Items in a dataset
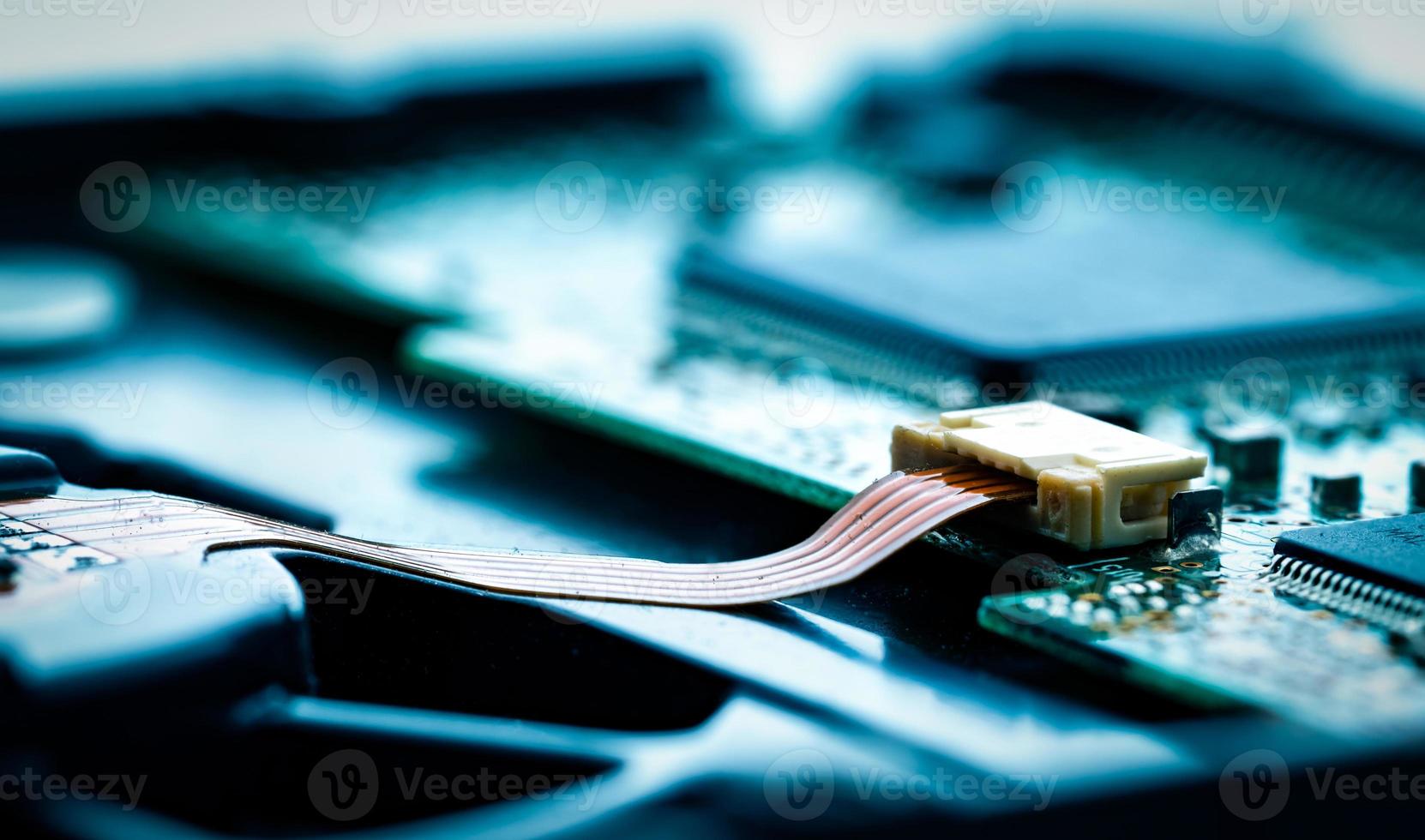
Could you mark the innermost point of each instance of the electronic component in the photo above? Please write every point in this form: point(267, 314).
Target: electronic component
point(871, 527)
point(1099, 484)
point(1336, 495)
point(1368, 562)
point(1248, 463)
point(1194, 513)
...
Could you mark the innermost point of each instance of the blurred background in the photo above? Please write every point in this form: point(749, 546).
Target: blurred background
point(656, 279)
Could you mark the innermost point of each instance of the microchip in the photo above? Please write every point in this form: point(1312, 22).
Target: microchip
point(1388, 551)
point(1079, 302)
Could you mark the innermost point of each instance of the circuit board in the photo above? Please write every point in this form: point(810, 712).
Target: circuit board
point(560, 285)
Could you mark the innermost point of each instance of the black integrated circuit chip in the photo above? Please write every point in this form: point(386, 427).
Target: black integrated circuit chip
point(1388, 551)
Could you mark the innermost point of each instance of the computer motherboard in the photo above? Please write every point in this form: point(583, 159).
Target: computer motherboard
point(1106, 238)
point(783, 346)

> Direction
Reproduce, without any change, the lines of the items above that start with the line containing "form: point(267, 314)." and end with the line containing "point(1194, 513)", including both of those lines.

> Task answer
Could you mark the innermost point of each instance of the electronic component in the photo above? Please write every point in this form: point(267, 314).
Target: electronic component
point(871, 527)
point(1099, 484)
point(1336, 495)
point(1368, 562)
point(1248, 463)
point(1194, 513)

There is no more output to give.